### [Texto]
------------------------------------------------------------

La última novela de Mario Mendoza, Akelarre, es una celebración para sus lectores fieles. En ella no sólo reaparece uno de sus antiguos personajes, el detective bipolar, marihuanero y alcohólico Frank Molina, sino que en las ideas literarias que desarrolla se encuentran muchas de las claves de su obra.

Los lectores de esta columna saben de mi vieja amistad con Mario Mendoza, así que aceptarán que mencione algunas anécdotas personales. Porque, en efecto, esta novela no es solo una síntesis de su trabajo literario. Ahí están sus lecturas y, por supuesto, sus vivencias.

El Mario de veinte años, estudiante de la Javeriana, andaba con los libros de Poe y los poemas de Baudelaire entre la mochila. La metáfora baudeleriana de los ‘paraísos artificiales’ era una de sus obsesiones, con la idea de acceder a un segundo plano de la realidad. Recuerdo haber ido con él un par de veces, de noche, al cementerio de Usaquén, a leer en voz alta entre las tumbas y brindar por algunos de nuestros autores fetiche. Estaban ahí, en el aire y la oscuridad. Casi podíamos verlos.

------------------------------------------------------------

[Entradas de datos guardadas]
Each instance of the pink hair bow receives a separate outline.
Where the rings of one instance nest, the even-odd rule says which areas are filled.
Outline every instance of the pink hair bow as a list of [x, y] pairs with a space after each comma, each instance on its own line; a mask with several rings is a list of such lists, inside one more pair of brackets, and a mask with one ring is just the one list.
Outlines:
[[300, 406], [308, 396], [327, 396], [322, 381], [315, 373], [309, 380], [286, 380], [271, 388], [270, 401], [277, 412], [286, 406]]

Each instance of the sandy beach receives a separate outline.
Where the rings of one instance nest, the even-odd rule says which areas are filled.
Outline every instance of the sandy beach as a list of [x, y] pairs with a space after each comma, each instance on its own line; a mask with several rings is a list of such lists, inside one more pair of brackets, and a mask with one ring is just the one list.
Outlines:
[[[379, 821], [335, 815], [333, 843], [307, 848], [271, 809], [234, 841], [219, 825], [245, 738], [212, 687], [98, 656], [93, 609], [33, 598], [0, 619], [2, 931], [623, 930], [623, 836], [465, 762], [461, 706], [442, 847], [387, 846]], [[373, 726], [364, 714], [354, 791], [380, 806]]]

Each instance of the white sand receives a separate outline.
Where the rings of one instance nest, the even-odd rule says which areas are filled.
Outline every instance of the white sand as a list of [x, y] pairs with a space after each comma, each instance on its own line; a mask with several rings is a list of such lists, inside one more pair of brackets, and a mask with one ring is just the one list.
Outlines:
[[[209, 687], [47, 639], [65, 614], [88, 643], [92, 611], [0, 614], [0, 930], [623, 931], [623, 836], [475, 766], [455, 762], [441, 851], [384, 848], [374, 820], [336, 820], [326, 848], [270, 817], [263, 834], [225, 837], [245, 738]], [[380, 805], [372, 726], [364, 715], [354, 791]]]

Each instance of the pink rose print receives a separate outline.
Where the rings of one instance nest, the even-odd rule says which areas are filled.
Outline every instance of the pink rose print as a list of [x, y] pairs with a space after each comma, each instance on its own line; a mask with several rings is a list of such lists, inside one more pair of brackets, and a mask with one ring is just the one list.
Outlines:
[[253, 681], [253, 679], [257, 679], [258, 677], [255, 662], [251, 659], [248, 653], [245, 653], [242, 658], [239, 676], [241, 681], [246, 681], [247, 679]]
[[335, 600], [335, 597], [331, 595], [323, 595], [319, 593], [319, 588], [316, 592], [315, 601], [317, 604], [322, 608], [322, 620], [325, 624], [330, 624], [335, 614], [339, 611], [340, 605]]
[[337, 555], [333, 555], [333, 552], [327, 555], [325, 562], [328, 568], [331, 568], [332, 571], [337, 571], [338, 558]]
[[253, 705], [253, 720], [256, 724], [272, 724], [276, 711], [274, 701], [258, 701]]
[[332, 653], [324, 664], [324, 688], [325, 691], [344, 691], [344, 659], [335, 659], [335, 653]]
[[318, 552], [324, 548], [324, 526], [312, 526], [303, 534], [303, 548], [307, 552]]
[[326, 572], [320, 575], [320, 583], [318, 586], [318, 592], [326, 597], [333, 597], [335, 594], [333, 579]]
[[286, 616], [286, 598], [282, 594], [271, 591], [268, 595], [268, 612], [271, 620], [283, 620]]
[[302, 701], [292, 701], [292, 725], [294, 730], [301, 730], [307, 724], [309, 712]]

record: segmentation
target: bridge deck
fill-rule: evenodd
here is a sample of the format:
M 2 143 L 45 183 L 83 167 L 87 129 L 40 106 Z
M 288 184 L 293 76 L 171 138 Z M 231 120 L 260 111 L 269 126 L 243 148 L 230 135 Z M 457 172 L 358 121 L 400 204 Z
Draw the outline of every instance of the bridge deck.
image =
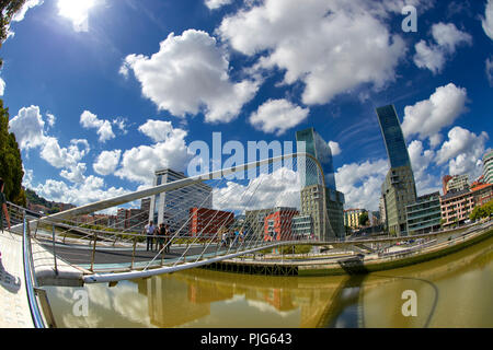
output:
M 22 237 L 0 231 L 0 328 L 33 328 L 24 282 Z

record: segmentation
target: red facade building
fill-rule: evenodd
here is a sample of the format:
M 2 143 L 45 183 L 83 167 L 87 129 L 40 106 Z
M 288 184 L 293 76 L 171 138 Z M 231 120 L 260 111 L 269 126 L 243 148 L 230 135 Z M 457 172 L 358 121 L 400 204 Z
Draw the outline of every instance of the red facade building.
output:
M 207 208 L 190 209 L 190 232 L 192 236 L 215 235 L 221 228 L 234 222 L 234 213 Z

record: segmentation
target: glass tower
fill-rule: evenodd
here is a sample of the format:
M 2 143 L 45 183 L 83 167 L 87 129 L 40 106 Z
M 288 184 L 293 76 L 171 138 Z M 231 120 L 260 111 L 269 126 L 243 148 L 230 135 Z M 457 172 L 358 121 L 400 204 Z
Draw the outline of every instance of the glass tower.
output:
M 329 144 L 313 128 L 297 131 L 296 142 L 305 142 L 306 152 L 313 155 L 322 165 L 323 174 L 325 175 L 325 186 L 336 190 L 332 151 Z M 305 187 L 318 184 L 317 176 L 318 174 L 314 171 L 310 172 L 310 170 L 307 170 Z
M 311 217 L 313 235 L 319 240 L 343 238 L 345 237 L 344 195 L 335 187 L 331 148 L 313 128 L 297 131 L 296 141 L 298 152 L 302 151 L 301 142 L 303 142 L 305 152 L 319 161 L 325 178 L 325 188 L 323 188 L 318 182 L 317 167 L 305 165 L 305 178 L 301 184 L 301 215 Z M 300 162 L 298 166 L 302 164 Z
M 406 235 L 406 207 L 416 201 L 416 185 L 399 117 L 393 105 L 377 108 L 390 170 L 382 185 L 386 226 L 392 235 Z
M 386 142 L 390 167 L 411 166 L 401 125 L 393 105 L 377 108 L 378 121 Z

------------------------------------------------------------

### [Tarea 1]
Devuelve sin cambios el fragmento de la columna sobre Akelarre que se abre con las palabras que contienen "La última novela" y se cierra con "de su obra.".
### [Tarea 2]
Retoma la columna sobre Akelarre después de su última oración y sigue escribiéndola.

### [Tu respuesta 1]
La última novela de Mario Mendoza, Akelarre, es una celebración para sus lectores fieles. En ella no sólo reaparece uno de sus antiguos personajes, el detective bipolar, marihuanero y alcohólico Frank Molina, sino que en las ideas literarias que desarrolla se encuentran muchas de las claves de su obra.

### [Tu respuesta 2]
De esos lejanos años data su obsesión por la figura de la bruja, que encontró desarrollada de forma histórica en el libro de Jules Michelet (La bruja), y de forma literaria en Aura, de Carlos Fuentes, a la cual dedicó su tesis de grado en la universidad. Los mundos alternativos, las realidades paralelas, la metempsicosis y las vidas pasadas, todo eso que el detective Frank Molina y la mayoría de sus personajes buscan como una necesidad, son temas que habitan en él desde muy joven, tal vez por el deseo de imaginar otras vidas posibles, más allá de la propia.
Por eso Akelarre, a la par de ser una excelente novela cuya intriga nos mantiene en vilo, es también un ensayo sobre nuestra relación con el pasado y las viejas cuentas de cobro de la vida; también una luz sobre el modo en que, tradicionalmente, la cultura masculina ha combatido el conocimiento de la mujer y su relación con la partenogénesis de la Naturaleza a través de las hierbas medicinales, calificándolas de “hechiceras” y llevándolas a la hoguera; y es un ensayo sobre el empeño por crear un hombre a través de la medicina, esa vieja obsesión humana, suplantadora de Dios, que materializó en uno de los mejores personajes de la literatura, Frankenstein, y que de algún modo está presente en Akelarre.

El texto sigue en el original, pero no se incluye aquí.